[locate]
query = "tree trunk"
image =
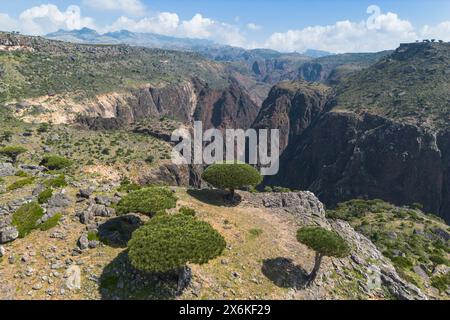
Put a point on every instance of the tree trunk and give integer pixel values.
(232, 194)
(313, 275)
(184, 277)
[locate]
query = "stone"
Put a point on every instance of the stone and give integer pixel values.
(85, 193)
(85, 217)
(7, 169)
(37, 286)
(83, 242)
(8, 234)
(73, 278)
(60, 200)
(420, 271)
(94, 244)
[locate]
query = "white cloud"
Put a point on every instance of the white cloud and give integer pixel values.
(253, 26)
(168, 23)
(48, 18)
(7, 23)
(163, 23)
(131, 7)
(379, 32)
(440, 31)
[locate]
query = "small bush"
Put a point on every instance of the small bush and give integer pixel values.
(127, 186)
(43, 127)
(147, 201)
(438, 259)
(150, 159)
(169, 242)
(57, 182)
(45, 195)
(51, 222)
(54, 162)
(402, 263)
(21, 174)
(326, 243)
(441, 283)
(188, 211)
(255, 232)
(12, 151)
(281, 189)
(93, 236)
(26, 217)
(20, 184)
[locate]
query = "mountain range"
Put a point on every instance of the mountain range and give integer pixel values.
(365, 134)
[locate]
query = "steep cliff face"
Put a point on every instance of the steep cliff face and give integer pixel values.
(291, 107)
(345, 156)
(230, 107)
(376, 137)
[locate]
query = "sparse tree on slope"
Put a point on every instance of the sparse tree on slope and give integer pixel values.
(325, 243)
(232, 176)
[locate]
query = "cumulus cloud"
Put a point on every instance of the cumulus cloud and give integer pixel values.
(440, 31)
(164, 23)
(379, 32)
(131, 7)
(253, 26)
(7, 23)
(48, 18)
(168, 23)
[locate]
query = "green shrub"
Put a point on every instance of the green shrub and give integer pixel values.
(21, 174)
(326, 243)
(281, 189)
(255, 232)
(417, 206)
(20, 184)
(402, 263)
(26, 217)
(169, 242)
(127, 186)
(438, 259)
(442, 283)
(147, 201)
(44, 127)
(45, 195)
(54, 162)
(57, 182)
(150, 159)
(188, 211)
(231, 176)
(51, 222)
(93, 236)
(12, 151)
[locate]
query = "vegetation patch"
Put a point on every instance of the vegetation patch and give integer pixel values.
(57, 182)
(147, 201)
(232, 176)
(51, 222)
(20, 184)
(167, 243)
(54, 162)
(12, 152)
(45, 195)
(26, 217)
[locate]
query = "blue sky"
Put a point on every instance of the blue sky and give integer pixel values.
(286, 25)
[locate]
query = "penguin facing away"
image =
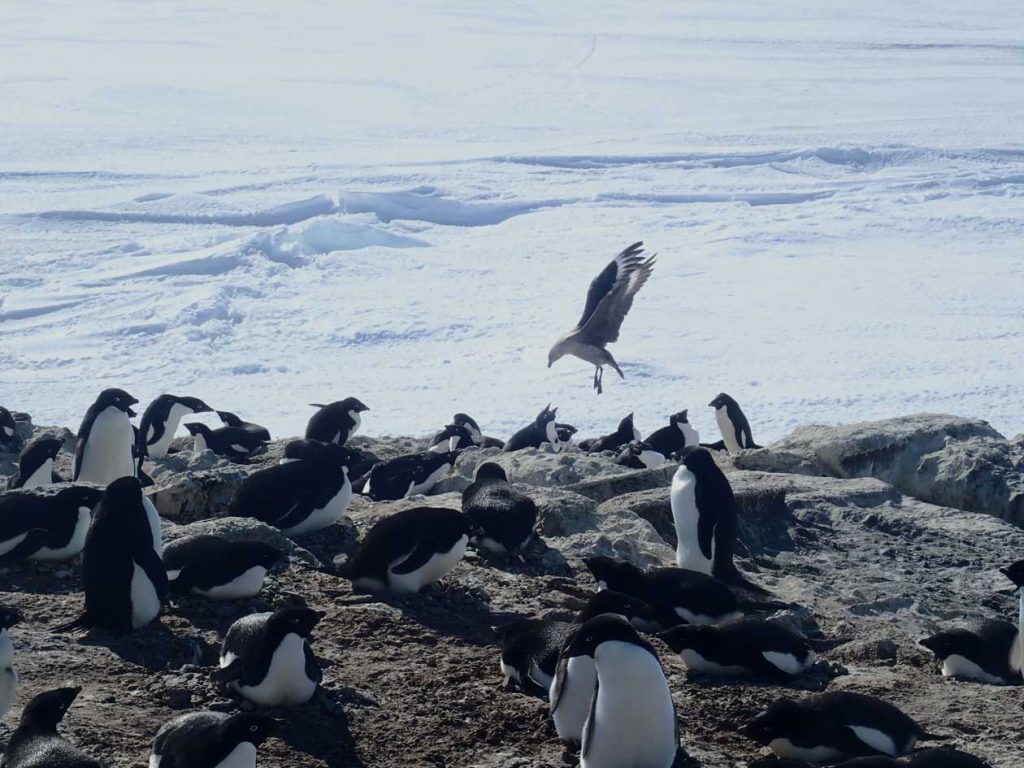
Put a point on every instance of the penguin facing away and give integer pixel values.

WHAT THE TASK ASKS: Repeat the material verbatim but without any of its pictures.

WRITTEN ANSWER:
[locate]
query = "tree trunk"
image =
Put a point on every instance of the tree trunk and give integer pixel values.
(232, 194)
(313, 275)
(184, 277)
[locate]
query = "stone"
Put a point on every instance of the stone and give integer pixel values.
(85, 193)
(85, 217)
(7, 169)
(37, 286)
(83, 242)
(8, 234)
(73, 278)
(60, 200)
(420, 271)
(94, 244)
[locate]
query = "white cloud"
Put a point on every instance of the white cloud and give integer pixel values.
(253, 26)
(168, 23)
(48, 18)
(7, 23)
(163, 23)
(131, 7)
(379, 32)
(440, 31)
[locate]
query = "small bush"
Put a point on every instance of the small bush and give integer pixel values.
(127, 186)
(43, 127)
(147, 201)
(438, 259)
(150, 159)
(169, 242)
(57, 182)
(45, 195)
(51, 222)
(54, 162)
(402, 263)
(21, 174)
(326, 243)
(441, 283)
(188, 211)
(255, 232)
(12, 151)
(281, 189)
(93, 236)
(26, 217)
(20, 184)
[locate]
query = "mountain range"
Put a point on every instance of the mountain range and give integer pixel values.
(365, 134)
[locate]
query = "steep cliff face"
Put a point on every instance of the steep cliff face and give integer pixel values.
(291, 107)
(345, 156)
(230, 107)
(376, 137)
[locate]
query = "sparse tree on slope"
Put a point on every instance of the sparse tree on slope and give integer pixel values.
(325, 243)
(232, 176)
[locate]
query = "cumulus cloud"
Put a point on every instance of the cumulus cloud and give integer pixel values.
(440, 31)
(164, 23)
(379, 32)
(131, 7)
(253, 26)
(7, 23)
(48, 18)
(168, 23)
[locate]
query = "green shrub"
Put a point on every instance of the green shrub and give integer pixel values.
(21, 174)
(326, 243)
(281, 189)
(255, 232)
(417, 206)
(20, 184)
(402, 263)
(26, 217)
(169, 242)
(127, 186)
(438, 259)
(442, 283)
(147, 201)
(44, 127)
(45, 195)
(54, 162)
(57, 182)
(150, 159)
(188, 211)
(231, 176)
(51, 222)
(93, 236)
(12, 151)
[locate]
query = "vegetation patch"
Put a point on every instance of the vegetation patch and give integer pixel values.
(57, 182)
(147, 201)
(232, 176)
(51, 222)
(20, 184)
(167, 243)
(54, 162)
(12, 152)
(45, 195)
(26, 217)
[locate]
query = "blue sky"
Put a point on every instance of the blue sky and give integer pixel values.
(286, 25)
[locate]
query = "penguin facing away"
image =
Put a point on every instance of the penguin facing away and give integer pixel values.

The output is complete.